WRITTEN EXERCISE:
Reproduce word for word the part of the material that opens with the line containing "I need the bounding box for the concrete" and closes with the line containing "[34,96,135,220]", including both of those lines. Omit the pictures from your reproduction.

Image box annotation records

"""

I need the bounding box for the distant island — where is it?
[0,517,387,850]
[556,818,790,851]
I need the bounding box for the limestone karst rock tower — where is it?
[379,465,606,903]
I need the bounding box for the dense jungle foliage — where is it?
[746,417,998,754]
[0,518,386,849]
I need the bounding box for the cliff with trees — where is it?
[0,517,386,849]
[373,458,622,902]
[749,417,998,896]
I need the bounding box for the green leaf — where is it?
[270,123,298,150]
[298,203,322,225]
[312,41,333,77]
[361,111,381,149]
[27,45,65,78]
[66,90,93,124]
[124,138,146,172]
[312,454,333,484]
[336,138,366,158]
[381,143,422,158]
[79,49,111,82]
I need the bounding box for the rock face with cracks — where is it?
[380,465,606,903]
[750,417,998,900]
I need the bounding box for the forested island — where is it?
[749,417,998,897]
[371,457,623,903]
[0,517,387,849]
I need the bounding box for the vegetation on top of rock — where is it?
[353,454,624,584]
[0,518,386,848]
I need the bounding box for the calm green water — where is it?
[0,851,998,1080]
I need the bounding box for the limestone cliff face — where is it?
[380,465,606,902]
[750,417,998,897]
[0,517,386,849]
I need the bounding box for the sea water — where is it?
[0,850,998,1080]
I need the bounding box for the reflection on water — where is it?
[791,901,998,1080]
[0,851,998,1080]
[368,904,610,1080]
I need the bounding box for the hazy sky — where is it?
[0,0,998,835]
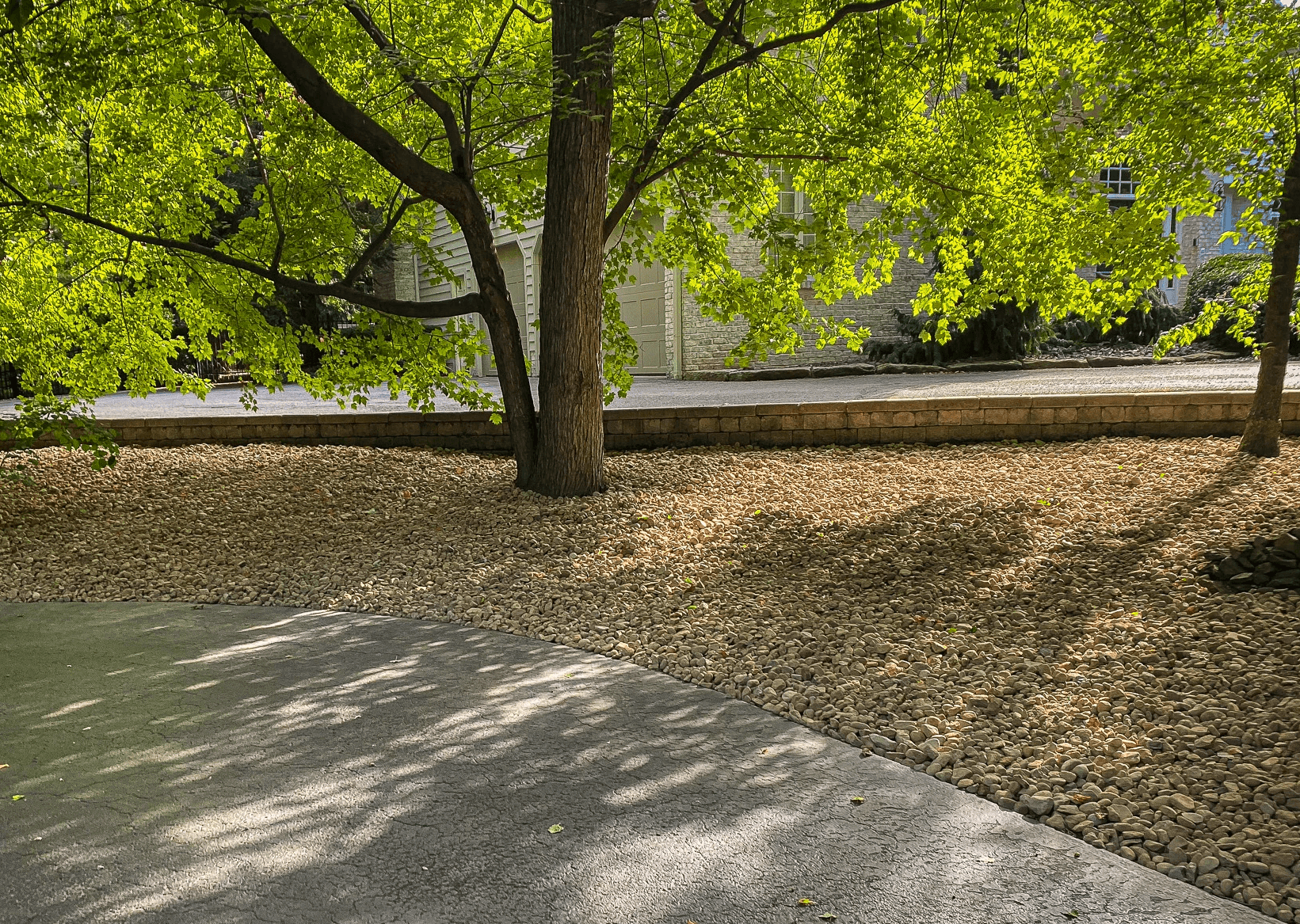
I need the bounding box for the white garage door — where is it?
[617,264,668,375]
[482,245,528,375]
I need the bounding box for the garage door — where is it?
[482,245,528,375]
[617,264,668,375]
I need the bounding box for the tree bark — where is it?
[531,0,617,496]
[1237,135,1300,456]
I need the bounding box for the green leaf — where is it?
[4,0,34,30]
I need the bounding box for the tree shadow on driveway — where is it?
[0,603,1257,924]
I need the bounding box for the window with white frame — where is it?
[1101,164,1138,201]
[1097,164,1138,276]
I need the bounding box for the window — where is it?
[1097,164,1138,277]
[1101,165,1138,199]
[767,164,817,247]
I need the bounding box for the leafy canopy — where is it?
[0,0,1258,408]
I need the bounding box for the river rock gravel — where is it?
[0,439,1300,922]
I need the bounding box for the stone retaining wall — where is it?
[22,391,1300,452]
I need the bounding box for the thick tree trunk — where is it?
[462,205,537,489]
[1237,136,1300,456]
[531,0,616,496]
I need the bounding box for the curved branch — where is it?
[343,196,425,286]
[343,0,473,180]
[239,12,476,223]
[0,189,482,320]
[604,0,905,241]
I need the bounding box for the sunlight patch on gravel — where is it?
[0,439,1300,920]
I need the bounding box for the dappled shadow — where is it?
[0,604,1245,924]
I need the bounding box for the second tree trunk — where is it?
[531,2,614,496]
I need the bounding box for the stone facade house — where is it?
[391,166,1245,378]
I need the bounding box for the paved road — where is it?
[0,603,1265,924]
[0,360,1300,420]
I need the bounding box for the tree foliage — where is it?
[0,0,1290,478]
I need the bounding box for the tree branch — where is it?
[596,0,659,21]
[604,144,704,241]
[604,0,903,241]
[239,10,476,223]
[342,196,426,286]
[0,185,482,318]
[242,113,284,273]
[343,0,473,180]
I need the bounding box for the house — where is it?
[382,166,1245,378]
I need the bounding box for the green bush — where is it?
[863,302,1052,365]
[1053,290,1187,344]
[1183,253,1300,352]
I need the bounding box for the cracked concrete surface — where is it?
[0,603,1264,924]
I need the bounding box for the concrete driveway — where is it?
[0,603,1264,924]
[0,360,1300,420]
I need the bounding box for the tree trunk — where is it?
[1237,136,1300,456]
[531,0,616,496]
[462,204,537,489]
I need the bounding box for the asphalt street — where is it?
[0,360,1300,420]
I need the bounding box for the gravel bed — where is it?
[0,439,1300,920]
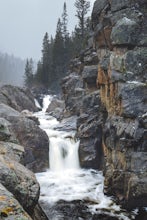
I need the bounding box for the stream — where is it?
[34,96,135,220]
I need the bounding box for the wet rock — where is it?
[41,200,118,220]
[0,141,24,164]
[0,85,37,111]
[0,103,20,120]
[46,97,65,120]
[32,204,48,220]
[119,82,147,118]
[0,183,32,220]
[62,73,85,117]
[0,118,18,143]
[11,117,49,172]
[0,104,49,172]
[82,65,98,88]
[77,92,105,169]
[92,0,147,208]
[111,17,139,46]
[55,116,77,132]
[0,156,39,214]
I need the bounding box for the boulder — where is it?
[11,117,49,172]
[0,118,18,143]
[111,17,140,46]
[118,81,147,118]
[82,65,98,88]
[46,97,65,120]
[0,141,24,164]
[0,183,32,220]
[0,104,49,172]
[62,73,85,117]
[77,92,105,169]
[0,85,37,111]
[0,155,39,214]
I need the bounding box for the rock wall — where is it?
[0,85,49,172]
[92,0,147,208]
[62,0,147,211]
[0,86,48,220]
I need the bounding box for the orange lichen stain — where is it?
[0,207,13,217]
[0,196,6,201]
[7,163,15,170]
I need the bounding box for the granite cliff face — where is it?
[62,0,147,211]
[92,0,147,207]
[0,86,48,220]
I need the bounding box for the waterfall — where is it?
[35,96,132,220]
[42,95,52,112]
[49,137,80,171]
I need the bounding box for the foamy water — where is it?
[35,96,133,220]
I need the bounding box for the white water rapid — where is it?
[35,96,130,220]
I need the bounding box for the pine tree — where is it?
[75,0,90,50]
[24,58,34,88]
[52,18,65,90]
[41,32,50,87]
[61,2,69,41]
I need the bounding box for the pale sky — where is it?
[0,0,95,60]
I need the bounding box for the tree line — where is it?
[24,0,90,92]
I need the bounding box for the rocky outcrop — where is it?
[0,85,38,112]
[0,184,32,220]
[62,47,107,168]
[11,117,49,172]
[46,97,65,120]
[0,93,49,172]
[92,0,147,208]
[0,86,48,220]
[62,0,147,211]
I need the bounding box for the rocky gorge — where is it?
[0,85,48,220]
[59,0,147,216]
[0,0,147,220]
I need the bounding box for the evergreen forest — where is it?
[24,0,90,92]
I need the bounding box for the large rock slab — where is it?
[0,183,32,220]
[0,118,18,143]
[0,104,49,172]
[0,141,24,164]
[0,85,37,111]
[11,117,49,172]
[0,155,39,214]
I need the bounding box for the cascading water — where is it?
[35,96,133,220]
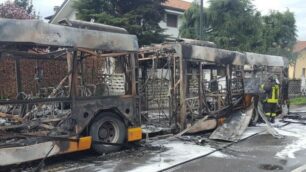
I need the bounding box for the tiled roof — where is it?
[162,0,191,11]
[293,41,306,52]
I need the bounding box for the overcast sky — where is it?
[0,0,306,40]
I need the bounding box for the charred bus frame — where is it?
[0,19,142,166]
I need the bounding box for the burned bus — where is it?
[244,52,289,124]
[0,19,142,166]
[139,42,250,140]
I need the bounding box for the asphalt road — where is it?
[169,134,306,172]
[8,108,306,172]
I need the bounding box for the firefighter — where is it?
[261,76,279,123]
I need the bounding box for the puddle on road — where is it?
[258,164,284,171]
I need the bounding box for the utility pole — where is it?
[200,0,203,40]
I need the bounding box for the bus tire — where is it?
[89,112,127,154]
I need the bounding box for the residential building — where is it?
[46,0,191,39]
[289,41,306,79]
[159,0,191,38]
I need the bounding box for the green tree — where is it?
[180,0,296,56]
[263,10,296,57]
[209,0,263,52]
[74,0,165,45]
[180,0,263,52]
[180,2,209,40]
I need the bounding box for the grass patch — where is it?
[290,97,306,105]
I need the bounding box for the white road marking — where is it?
[291,164,306,172]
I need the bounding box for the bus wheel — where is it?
[89,112,127,154]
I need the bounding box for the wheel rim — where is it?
[98,121,119,143]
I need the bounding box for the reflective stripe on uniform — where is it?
[267,85,279,103]
[266,112,276,117]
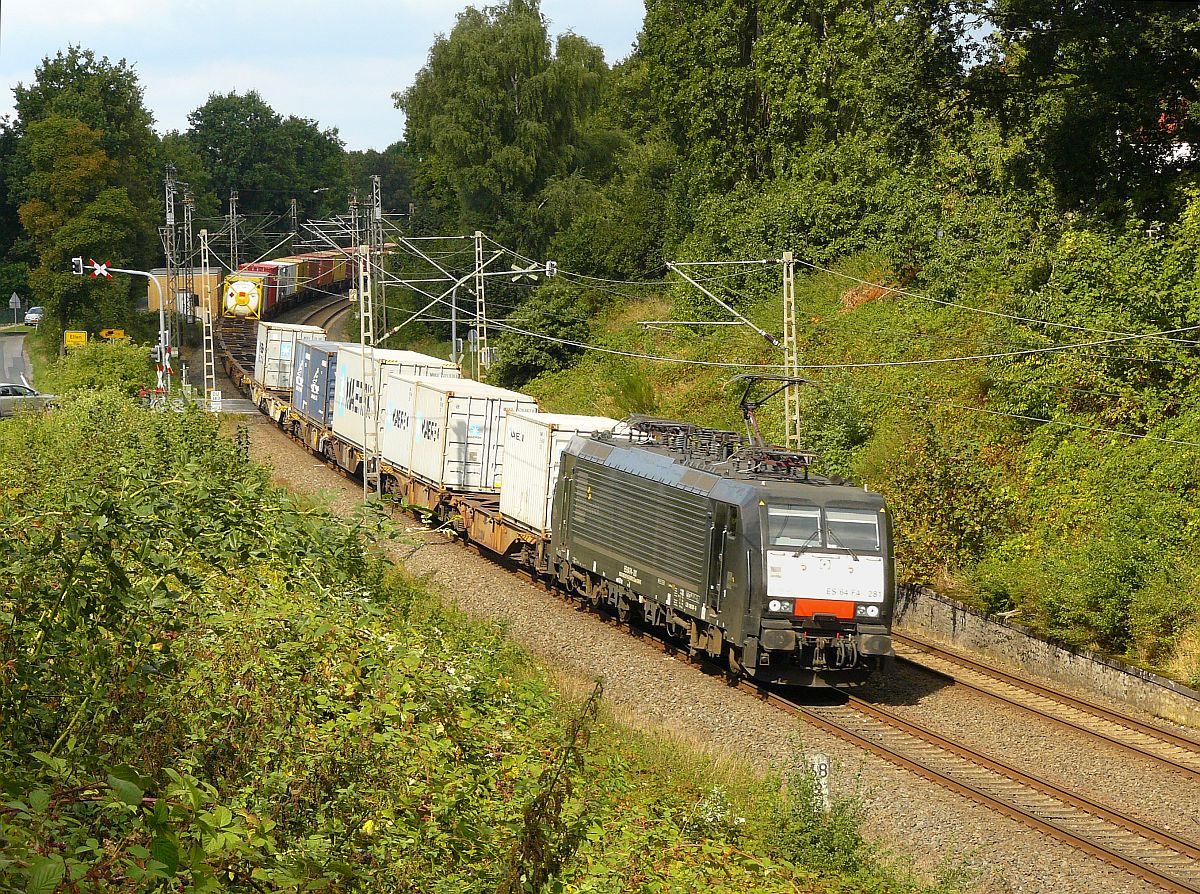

"""

EXERCISE OUTPUT:
I need the bounding box for the concrete driveway — where is it?
[0,603,1264,924]
[0,360,1300,420]
I need the bounding box for the tree trunk — where is it?
[1237,136,1300,456]
[531,0,616,496]
[462,204,537,489]
I need the bounding box for the asphalt street — where is it?
[0,360,1300,420]
I need the bounding box for the gravel bed — where is it?
[0,439,1300,920]
I need the bounding box for the stream — where is it?
[34,96,135,220]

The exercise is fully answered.